§ Exercise
Extract every line of the material below and reproduce it word for word, with nothing altered or left out.
— Begin —
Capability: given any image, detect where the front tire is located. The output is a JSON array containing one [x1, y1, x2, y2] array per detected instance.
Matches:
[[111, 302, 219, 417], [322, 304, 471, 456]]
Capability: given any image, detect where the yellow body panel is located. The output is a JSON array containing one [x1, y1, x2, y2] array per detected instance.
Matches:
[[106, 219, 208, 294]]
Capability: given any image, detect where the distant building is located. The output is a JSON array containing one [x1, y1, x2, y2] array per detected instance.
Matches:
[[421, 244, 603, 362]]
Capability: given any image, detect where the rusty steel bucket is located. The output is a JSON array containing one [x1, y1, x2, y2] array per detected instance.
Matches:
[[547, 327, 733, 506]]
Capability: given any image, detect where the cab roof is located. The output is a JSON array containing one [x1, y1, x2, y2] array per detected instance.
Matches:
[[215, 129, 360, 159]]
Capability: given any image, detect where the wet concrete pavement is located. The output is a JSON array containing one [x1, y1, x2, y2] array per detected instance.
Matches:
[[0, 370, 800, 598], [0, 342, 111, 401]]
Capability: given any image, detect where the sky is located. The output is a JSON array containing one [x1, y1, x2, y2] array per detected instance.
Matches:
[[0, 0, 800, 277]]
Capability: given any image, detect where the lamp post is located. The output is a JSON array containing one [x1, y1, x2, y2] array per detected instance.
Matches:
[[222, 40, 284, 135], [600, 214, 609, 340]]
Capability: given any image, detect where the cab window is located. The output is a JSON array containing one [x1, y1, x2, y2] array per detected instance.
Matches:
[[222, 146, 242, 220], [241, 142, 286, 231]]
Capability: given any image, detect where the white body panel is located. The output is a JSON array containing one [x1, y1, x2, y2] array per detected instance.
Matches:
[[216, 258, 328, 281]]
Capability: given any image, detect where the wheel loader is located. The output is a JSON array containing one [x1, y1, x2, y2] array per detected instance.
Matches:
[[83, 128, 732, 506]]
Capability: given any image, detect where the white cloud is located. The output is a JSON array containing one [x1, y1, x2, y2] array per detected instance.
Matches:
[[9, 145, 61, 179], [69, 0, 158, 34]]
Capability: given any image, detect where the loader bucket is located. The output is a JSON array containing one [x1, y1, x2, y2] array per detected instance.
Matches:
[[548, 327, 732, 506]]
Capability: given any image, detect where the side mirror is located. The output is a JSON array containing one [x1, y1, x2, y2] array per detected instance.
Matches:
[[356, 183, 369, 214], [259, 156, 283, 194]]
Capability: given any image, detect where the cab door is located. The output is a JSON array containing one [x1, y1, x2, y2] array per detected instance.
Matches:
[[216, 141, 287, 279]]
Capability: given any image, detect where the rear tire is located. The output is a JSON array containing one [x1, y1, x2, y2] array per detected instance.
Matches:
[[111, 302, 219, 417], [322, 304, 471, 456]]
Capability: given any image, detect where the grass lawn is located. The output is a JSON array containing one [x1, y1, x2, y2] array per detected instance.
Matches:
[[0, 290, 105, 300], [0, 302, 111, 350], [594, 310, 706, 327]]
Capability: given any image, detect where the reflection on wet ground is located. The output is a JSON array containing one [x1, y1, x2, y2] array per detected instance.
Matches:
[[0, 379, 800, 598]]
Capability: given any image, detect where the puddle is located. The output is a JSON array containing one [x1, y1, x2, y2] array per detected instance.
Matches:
— End —
§ Full output
Capability: given any image, detect where the front tire is located. The output is a JSON array containing one [x1, y1, x2, y2] array per detected instance.
Matches:
[[111, 302, 219, 417], [322, 304, 471, 456]]
Capability: given any image, detect where the yellow body panel is located. The output is a JSON array containing one [x1, y1, x2, y2] array per detected instance.
Matches:
[[106, 219, 208, 294]]
Capability: given any image, detect where the distant building is located. The output is a JSON array containing one [x1, y1, x2, y2] array per detected instance.
Matches:
[[421, 244, 603, 362]]
Capability: given any image, detect where the rusty steel bucket is located. The output is a JSON array containing one [x1, y1, x2, y2] array per detected instance.
Matches:
[[547, 327, 733, 506]]
Capability: given any image, detect where the cab roof is located. The output is a JSON array containing one [x1, y1, x2, y2] array per detected instance.
Matches:
[[215, 129, 360, 159]]
Capability: given any image, detect where the wet concrete pavement is located. The output is a JSON array containing one [x1, y1, x2, y2] array per detected instance.
Matches:
[[0, 370, 800, 598], [0, 342, 111, 401]]
Capability: given any image, detect where the sky is located. The output is a JSON array containing one [x1, y1, x2, y2] array per detected instance.
Matches:
[[0, 0, 800, 277]]
Capability: given any image, detect where the lamp post is located. The output is a JSON array containing one [x1, y1, x2, y2] array per detected instance.
Matches:
[[222, 40, 284, 135], [600, 214, 609, 340]]
Capability: given any image, detect where the cab window is located. The output is a JSON array containing one [x1, y1, x2, y2] array per detected instance.
Matches:
[[222, 146, 242, 220], [241, 142, 286, 231]]
Capability: given any image, detect where the white body panel is located. The output is a JSON array containing one [x1, y1, x2, y2] array per detected instance.
Matches:
[[216, 258, 328, 281]]
Capability: given any image, detect where the wheel loader is located. The output is a JSON array containing one [x1, y1, x2, y2] array per detected instance.
Matches:
[[83, 128, 732, 506]]
Capability: given any image, detect where the white cloud is located. The output is a JSON array containing one [x1, y1, x2, y2] array per detected instance.
Matches:
[[9, 145, 61, 179], [69, 0, 158, 34]]
Capability: given any image, detect where the loader bucket is located. The output is a JSON array containing one [x1, y1, x2, y2] array per detected instance.
Matches:
[[548, 327, 732, 506]]
Capability: given any image, detect where the side mirror is located. The output is a JSON array containing one [x1, y1, x2, y2] array per detected instance.
Matches:
[[356, 183, 369, 214], [259, 156, 283, 194]]
Capability: given any image, detect where the cab door is located. The output is a JSON array containing one [x1, y1, x2, y2] array per detected instance.
Matches:
[[216, 141, 287, 279]]
Capability: given any image, detect where the rear tire is located. The output is a JSON array containing one [x1, y1, x2, y2] array per detected instance.
Matches:
[[111, 302, 219, 417], [322, 304, 471, 456]]
Capability: given any image, detect where the grass lawn is located. The output is a JSON array containing one [x1, y1, x2, y2] array per detected instance.
Matches:
[[0, 290, 105, 300], [0, 302, 111, 350], [594, 310, 706, 327]]
Capability: given any image, detect where the reflection on wet ground is located. The output is a JSON array containing one [x1, y1, x2, y2] array per detected instance.
Matches:
[[0, 379, 800, 598]]
Capability: given any image, detect where the puddle is located. The output is a JSON array containing one [x1, y1, x2, y2] array per detected instance.
Matches:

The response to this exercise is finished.